TUS TAREAS:
**1.** En el texto sobre los disturbios, ¿a quién atribuyó los desórdenes el director de los Mossos d'Esquadra?
**2.** Prosigue el texto sobre los disturbios a partir de su última oración.

TEXTO DE LA PÁGINA:
_ _ _ _ _

La plaza de Sant Jaume, en Barcelona, y sus alrededores han sido escenario de enfrentamientos.Quique Garcia / EFE

España se había librado hasta la fecha de episodios significativos de violencia en estos tensos meses de pandemia, pero los conatos que se han vivido en los últimos días en varias ciudades deben ser observados como una señal de alerta de máxima importancia. Recién empezado un estado de alarma que en principio durará seis meses, estos disturbios contienen una miscelánea de lemas que nos avisa del salto que pueden dar a la calle los mensajes tremendistas y mentirosos que proceden de la arena política. La brutal tensión que ha afectado a Estados Unidos en los últimos meses, y especialmente ahora en vísperas de unas trascendentales elecciones, es un recordatorio del daño enorme que provoca la política polarizadora. No es Donald Trump quien ha saqueado en los meses pasados o se ha armado en las últimas semanas en un clima creciente de crispación y hasta temor a un estallido violento, pero es su retórica incendiaria la que ha instigado la polarización, la confrontación, la definición del otro como enemigo y una atmósfera irrespirable que enfrenta a clases sociales, orígenes e ideologías. En un caldo de cultivo como es el malestar social y económico por la pandemia, es evidente que los mensajes tóxicos son gasolina en un fuego.

En España, algunos violentos claman consignas contra la “dictadura” de Pedro Sánchez y a favor de la “libertad”. Se trata de mensajes muy parecidos a los latiguillos habituales de Vox, que alienta las manifestaciones de protesta y luego culpa de los disturbios a los inmigrantes, como hizo en el caso de los altercados de Barcelona. El director de los Mossos d’Esquadra, Pere Ferrer, atribuyó sin embargo los desórdenes a infiltrados “de extrema derecha”. Vox debería controlar su retórica radical, porque las consecuencias de la misma son imprevisibles.

_ _ _ _ _

Entradas de datos almacenados:
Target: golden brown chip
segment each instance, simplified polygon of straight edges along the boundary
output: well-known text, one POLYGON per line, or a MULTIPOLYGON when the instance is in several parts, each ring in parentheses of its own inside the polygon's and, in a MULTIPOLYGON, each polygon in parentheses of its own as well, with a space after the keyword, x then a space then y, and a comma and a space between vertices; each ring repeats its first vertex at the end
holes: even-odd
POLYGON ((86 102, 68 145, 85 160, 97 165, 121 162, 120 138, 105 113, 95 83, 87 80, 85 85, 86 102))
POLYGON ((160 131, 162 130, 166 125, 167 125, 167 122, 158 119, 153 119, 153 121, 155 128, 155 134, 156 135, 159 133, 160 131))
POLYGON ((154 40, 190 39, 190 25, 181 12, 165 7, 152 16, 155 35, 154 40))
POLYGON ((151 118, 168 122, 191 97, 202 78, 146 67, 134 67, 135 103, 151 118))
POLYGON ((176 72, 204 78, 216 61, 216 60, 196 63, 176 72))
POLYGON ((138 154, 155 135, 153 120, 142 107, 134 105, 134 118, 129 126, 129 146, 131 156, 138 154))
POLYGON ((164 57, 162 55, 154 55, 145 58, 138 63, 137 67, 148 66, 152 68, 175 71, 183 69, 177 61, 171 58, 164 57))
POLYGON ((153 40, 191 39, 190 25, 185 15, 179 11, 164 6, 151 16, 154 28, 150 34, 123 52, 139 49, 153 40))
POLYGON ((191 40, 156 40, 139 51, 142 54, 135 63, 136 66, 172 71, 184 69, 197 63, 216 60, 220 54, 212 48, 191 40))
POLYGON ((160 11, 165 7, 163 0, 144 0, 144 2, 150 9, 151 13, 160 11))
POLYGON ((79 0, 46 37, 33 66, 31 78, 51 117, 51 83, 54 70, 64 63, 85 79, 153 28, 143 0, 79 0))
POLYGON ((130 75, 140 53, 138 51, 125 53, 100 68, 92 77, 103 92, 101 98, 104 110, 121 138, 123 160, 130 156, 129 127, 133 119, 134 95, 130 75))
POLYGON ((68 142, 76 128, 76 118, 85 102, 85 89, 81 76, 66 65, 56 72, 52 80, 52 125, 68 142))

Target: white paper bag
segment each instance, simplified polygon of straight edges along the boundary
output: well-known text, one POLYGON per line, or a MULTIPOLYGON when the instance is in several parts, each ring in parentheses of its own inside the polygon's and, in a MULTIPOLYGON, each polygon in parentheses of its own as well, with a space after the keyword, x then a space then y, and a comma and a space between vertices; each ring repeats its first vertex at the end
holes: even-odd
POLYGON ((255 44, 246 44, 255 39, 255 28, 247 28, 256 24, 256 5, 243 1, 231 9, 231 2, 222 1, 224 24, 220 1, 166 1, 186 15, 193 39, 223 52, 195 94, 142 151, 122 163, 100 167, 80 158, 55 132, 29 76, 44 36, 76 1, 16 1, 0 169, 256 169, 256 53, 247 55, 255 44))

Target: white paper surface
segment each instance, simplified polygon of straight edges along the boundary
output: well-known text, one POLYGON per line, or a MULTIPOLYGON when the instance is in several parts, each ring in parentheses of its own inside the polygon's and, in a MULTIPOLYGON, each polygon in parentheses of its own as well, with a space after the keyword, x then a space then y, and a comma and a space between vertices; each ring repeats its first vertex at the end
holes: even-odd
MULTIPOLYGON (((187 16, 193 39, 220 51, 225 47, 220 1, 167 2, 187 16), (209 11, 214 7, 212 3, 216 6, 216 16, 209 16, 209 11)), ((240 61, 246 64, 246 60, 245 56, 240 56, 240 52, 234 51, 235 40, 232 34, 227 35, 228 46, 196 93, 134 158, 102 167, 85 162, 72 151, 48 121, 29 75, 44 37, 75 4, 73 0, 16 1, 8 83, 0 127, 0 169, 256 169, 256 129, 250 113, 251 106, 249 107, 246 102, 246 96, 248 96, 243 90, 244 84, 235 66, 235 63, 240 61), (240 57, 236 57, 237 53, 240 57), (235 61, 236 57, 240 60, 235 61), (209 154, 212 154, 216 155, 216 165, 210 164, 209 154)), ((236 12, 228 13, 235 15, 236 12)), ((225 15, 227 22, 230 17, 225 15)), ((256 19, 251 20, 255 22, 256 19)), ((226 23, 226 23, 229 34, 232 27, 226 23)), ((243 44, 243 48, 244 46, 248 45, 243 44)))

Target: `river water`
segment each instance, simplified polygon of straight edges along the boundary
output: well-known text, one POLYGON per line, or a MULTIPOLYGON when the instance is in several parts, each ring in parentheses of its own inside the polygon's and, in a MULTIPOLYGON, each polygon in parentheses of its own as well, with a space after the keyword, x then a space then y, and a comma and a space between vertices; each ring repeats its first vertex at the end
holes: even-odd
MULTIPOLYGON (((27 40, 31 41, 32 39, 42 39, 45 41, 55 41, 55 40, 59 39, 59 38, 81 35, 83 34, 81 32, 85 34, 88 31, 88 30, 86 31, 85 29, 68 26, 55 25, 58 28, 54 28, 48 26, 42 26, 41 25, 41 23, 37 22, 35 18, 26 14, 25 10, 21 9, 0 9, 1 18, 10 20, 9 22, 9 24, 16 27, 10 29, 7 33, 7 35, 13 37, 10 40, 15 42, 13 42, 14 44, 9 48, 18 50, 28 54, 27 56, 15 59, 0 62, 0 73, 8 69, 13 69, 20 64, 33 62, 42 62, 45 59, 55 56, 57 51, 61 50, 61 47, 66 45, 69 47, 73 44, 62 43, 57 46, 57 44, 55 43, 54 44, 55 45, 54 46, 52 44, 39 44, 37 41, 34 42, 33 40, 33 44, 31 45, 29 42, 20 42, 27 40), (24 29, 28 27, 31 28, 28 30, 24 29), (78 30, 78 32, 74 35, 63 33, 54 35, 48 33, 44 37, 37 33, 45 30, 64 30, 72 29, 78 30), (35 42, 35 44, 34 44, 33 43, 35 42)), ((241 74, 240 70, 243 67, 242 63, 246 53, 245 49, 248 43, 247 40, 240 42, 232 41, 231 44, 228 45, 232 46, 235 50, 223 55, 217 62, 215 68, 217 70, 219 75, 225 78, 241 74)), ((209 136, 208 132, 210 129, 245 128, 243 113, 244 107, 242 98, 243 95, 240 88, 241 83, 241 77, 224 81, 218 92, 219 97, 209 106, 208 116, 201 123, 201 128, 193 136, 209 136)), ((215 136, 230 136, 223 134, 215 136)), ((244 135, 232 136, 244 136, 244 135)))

_ _ _ _ _

RESPUESTAS DEL EJERCICIO:
**1.** A infiltrados "de extrema derecha".

**2.**
En otro plano, otros actores políticos también tienen importantes responsabilidades. El PP ha protagonizado en los últimos meses un discurso muy duro y no ha dudado en descalificar la presidencia de Sánchez como falta de legitimidad y en considerar algunas de sus medidas como propias de un régimen autoritario. Convendría contención. El presidente Sánchez, por su parte, debería extremar los esfuerzos para responder en el Parlamento a las inquietudes generalizadas, cosa que no ha hecho adecuadamente en la prórroga del estado de alarma.

El derecho de manifestación no puede cuestionarse. En un interesante fallo, el Constitucional alemán obligó en abril a las autoridades de Giessen, en Hesse, a dar marcha atrás en la prohibición de una protesta que creían dificultaba la lucha contra la pandemia. Las manifestaciones tendrán que adoptar las cautelas correspondientes a esta época, pero no deberían prohibirse. Que los afectados por los confinamientos manifiesten su descontento es comprensible. Que la ciudadanía pueda expresar su oposición en general es necesario en una sociedad democrática. Pero la violencia, obviamente, es inadmisible. En Barcelona, Madrid, Burgos y hasta una veintena de ciudades, grupos violentos de muy diverso tipo han quemado contenedores y mobiliario urbano y se han enfrentado a la Policía sin contemplaciones en las últimas noches.

En un clima de creciente inquietud social, lo ocurrido es una señal de alarma que debe poner en marcha la mayor firmeza contra la crispación gratuita.